■ **HOW TO COMPLETE THIS TASK**:
Please transcribe exactly, and only, the lines of the data below between the line holding "Find every instance of the red electric" and the line holding "<point>338,485</point>", inclusive.

■ **GIVEN ENTRIES**:
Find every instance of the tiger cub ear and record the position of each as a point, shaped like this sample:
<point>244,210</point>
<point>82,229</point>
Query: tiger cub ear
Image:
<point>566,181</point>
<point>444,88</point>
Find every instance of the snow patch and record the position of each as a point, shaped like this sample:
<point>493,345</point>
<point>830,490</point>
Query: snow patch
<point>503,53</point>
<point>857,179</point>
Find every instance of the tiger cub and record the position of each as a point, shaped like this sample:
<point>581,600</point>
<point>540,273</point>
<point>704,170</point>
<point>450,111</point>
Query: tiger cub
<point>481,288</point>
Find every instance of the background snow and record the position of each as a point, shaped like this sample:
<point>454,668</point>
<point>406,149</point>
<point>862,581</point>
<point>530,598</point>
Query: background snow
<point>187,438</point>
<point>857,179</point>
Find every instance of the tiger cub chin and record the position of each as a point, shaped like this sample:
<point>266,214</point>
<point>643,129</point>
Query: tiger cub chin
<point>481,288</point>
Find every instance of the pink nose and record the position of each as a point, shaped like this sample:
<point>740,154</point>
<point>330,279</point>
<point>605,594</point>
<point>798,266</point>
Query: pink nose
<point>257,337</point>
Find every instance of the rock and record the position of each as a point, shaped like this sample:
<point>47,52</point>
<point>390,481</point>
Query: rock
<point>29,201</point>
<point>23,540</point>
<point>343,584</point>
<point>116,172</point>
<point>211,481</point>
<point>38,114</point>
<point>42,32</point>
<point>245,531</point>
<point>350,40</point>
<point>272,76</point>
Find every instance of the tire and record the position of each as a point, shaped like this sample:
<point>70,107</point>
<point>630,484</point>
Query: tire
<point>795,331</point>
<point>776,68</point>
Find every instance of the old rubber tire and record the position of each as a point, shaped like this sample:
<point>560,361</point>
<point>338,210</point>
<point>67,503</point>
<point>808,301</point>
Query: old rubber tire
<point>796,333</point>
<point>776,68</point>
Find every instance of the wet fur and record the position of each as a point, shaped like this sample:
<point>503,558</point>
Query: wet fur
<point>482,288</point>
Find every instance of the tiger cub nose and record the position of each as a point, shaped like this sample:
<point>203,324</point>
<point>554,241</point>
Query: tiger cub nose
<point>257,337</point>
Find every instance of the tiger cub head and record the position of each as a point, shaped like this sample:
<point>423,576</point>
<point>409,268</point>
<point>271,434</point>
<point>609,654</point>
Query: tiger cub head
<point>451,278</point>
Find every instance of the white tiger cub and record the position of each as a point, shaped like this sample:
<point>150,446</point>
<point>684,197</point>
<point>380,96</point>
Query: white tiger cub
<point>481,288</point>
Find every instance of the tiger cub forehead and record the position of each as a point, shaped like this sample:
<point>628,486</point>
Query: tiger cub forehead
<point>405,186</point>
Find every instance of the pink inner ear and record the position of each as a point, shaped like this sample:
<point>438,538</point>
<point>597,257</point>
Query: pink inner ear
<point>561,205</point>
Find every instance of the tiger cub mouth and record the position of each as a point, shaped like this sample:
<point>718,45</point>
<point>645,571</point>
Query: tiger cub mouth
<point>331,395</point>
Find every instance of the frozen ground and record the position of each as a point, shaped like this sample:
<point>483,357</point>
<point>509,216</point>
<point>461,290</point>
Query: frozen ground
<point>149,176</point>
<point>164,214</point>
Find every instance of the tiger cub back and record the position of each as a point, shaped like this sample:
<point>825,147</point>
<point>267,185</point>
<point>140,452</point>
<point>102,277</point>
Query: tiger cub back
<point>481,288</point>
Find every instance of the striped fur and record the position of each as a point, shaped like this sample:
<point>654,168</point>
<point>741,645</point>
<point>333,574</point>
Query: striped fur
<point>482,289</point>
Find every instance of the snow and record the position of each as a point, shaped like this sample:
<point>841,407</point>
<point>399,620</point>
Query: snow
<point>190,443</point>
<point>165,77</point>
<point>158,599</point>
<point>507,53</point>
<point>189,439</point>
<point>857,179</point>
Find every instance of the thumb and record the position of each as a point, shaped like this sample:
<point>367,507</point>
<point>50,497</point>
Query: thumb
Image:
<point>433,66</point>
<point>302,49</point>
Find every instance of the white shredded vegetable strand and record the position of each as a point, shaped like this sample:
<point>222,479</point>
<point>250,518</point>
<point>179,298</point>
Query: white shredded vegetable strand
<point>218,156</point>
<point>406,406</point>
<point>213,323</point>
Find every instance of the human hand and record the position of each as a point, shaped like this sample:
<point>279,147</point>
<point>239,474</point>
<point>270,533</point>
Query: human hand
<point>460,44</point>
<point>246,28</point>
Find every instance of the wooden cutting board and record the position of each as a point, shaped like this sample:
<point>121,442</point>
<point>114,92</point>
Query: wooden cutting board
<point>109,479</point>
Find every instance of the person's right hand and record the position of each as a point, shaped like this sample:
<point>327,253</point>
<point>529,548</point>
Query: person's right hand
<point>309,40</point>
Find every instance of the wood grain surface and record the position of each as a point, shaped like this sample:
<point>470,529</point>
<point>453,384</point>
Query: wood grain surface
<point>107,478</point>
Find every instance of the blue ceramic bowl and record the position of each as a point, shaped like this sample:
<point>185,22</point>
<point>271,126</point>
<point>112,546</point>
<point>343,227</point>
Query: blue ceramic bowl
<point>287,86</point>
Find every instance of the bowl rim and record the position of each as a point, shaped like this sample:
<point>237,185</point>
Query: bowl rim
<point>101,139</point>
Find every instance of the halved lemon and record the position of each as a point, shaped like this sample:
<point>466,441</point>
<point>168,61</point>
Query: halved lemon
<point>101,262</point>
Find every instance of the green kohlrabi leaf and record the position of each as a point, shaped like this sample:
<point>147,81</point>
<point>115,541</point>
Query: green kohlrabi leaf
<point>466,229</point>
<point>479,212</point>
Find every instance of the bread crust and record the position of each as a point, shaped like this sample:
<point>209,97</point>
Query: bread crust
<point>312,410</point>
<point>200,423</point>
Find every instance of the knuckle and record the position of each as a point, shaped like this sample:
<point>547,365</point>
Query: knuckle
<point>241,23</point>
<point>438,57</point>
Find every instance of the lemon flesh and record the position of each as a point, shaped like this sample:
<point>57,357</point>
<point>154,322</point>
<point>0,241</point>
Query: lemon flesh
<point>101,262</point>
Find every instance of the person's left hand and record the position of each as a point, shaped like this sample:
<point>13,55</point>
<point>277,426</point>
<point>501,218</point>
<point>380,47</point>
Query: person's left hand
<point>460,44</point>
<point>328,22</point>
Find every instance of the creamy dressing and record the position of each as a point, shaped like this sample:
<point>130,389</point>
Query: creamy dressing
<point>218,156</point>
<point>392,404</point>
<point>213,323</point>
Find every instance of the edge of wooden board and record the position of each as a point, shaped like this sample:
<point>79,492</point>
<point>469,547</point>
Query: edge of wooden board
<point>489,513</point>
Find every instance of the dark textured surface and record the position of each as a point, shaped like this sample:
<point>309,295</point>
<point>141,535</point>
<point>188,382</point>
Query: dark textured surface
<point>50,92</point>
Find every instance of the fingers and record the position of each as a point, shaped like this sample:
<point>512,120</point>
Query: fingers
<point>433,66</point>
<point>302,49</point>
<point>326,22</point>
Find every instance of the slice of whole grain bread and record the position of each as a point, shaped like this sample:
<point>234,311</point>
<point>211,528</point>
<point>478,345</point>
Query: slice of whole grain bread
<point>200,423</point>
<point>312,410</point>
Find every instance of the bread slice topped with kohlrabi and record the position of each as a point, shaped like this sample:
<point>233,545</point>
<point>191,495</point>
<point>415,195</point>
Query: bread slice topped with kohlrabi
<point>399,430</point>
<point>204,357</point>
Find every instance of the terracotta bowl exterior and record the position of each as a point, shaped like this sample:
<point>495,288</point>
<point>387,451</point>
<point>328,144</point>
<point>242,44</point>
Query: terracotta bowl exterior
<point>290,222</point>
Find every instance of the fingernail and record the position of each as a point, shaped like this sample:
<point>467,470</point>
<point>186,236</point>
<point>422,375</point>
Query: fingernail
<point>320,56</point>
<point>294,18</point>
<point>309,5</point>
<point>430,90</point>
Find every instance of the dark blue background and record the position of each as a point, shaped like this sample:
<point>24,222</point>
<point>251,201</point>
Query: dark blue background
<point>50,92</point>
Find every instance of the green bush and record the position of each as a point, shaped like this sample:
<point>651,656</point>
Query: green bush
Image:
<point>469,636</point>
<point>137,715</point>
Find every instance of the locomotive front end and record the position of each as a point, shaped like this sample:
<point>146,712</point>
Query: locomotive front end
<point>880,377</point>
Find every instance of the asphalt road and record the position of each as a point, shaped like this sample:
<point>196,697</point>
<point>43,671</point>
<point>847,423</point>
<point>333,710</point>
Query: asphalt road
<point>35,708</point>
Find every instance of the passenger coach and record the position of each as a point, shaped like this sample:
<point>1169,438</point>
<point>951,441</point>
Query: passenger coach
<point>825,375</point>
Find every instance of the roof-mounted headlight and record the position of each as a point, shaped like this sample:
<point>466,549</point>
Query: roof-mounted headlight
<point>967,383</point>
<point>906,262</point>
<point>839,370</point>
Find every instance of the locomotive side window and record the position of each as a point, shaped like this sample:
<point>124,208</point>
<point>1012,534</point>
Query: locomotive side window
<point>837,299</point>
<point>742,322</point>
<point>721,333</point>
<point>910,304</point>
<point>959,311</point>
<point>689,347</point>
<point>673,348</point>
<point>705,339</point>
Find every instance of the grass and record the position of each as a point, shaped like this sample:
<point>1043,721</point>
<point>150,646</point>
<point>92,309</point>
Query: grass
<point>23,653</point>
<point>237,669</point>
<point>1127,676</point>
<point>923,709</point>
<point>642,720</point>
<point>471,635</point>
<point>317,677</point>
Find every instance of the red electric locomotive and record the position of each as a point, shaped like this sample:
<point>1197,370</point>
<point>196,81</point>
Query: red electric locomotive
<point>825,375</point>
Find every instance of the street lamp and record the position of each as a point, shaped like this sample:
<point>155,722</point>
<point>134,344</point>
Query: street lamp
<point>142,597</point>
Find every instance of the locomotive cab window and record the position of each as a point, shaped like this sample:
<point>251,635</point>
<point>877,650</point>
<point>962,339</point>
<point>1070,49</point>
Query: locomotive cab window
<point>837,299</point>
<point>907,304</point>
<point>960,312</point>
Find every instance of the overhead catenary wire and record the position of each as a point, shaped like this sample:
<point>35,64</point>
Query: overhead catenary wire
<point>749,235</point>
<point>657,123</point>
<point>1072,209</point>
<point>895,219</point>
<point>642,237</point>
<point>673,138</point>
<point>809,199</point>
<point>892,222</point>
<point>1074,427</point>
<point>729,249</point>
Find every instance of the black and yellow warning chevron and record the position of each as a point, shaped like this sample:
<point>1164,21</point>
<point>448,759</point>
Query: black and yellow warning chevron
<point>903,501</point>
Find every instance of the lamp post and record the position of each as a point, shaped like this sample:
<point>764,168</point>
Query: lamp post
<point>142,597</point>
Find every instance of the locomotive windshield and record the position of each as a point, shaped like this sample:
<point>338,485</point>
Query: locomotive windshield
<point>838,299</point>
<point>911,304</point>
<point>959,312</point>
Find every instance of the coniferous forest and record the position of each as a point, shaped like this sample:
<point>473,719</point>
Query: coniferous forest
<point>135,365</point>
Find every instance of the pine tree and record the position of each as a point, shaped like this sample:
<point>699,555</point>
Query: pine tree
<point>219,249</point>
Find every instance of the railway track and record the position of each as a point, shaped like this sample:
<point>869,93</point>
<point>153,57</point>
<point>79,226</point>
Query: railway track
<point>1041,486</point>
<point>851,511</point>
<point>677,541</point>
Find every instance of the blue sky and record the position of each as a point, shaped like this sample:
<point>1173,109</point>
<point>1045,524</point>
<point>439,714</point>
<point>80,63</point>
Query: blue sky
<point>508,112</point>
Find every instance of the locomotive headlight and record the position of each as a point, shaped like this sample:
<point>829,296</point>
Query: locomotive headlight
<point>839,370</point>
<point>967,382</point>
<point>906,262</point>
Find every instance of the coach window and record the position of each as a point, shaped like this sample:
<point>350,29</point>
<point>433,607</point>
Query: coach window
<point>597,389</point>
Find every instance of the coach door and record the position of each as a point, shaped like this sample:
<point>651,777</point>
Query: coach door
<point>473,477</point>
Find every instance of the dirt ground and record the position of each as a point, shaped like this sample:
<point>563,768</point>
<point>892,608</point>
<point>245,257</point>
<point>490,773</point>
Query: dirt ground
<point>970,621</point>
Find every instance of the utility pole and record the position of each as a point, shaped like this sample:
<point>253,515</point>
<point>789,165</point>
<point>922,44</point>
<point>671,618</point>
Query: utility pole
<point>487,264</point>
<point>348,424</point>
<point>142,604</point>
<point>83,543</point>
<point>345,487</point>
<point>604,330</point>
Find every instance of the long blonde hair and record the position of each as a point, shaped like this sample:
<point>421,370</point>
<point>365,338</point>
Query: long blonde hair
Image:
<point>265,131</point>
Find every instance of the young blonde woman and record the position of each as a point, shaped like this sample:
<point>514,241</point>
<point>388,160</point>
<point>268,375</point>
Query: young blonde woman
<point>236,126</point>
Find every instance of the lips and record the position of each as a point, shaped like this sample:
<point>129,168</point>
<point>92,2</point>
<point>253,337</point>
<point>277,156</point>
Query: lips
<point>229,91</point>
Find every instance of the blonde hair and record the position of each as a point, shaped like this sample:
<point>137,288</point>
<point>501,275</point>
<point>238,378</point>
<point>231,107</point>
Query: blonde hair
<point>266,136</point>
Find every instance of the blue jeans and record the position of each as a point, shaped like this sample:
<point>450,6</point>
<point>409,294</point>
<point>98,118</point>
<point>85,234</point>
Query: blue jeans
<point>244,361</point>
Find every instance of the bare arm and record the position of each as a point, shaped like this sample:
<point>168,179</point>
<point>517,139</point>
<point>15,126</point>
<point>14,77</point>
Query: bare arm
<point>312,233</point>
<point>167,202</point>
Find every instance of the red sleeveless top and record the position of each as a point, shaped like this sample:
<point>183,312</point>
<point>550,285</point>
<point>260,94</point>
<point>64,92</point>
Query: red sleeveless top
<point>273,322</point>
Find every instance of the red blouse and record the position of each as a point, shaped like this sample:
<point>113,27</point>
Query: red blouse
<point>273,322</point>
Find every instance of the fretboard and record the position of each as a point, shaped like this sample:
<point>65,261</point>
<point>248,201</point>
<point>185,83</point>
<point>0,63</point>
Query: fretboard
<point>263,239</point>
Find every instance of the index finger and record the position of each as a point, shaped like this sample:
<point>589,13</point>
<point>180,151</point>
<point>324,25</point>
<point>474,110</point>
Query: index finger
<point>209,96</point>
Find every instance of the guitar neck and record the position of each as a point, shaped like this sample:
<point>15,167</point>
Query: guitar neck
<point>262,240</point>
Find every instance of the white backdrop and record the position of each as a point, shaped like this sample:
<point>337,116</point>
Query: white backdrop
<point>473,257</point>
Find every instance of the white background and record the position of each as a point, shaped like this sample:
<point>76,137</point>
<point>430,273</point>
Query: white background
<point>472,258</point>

■ **WRITTEN REPLY**:
Find every instance of the red electric locomotive and record the position of each as a point, shaped like this sample:
<point>1197,370</point>
<point>196,81</point>
Query: red electric locomotive
<point>825,375</point>
Find every instance of the street lamp and record the position of each as a point, shaped like this sample:
<point>155,722</point>
<point>134,344</point>
Query: street lamp
<point>142,597</point>
Find every instance of the locomotive cab window and record the position of each as a point, shaped like this sample:
<point>251,635</point>
<point>877,650</point>
<point>962,339</point>
<point>1070,49</point>
Query: locomotive cab window
<point>837,299</point>
<point>907,304</point>
<point>960,312</point>
Find every instance of the overhead catenary wire and record the position of each as a point, shaped like this sample:
<point>35,64</point>
Query: overhead catenary wire
<point>749,235</point>
<point>657,123</point>
<point>1072,209</point>
<point>895,219</point>
<point>642,237</point>
<point>673,138</point>
<point>809,199</point>
<point>892,222</point>
<point>1074,427</point>
<point>729,249</point>
Find every instance of the black and yellow warning chevron and record the position of each as a point, shaped like this sample:
<point>1164,21</point>
<point>448,759</point>
Query: black and yellow warning chevron
<point>903,501</point>
Find every instance of the lamp post and record the position of each as a point, shaped like this sample:
<point>764,168</point>
Query: lamp post
<point>142,597</point>
Find every instance of the locomotive windshield and record the position of each as a point, shaped like this sample:
<point>338,485</point>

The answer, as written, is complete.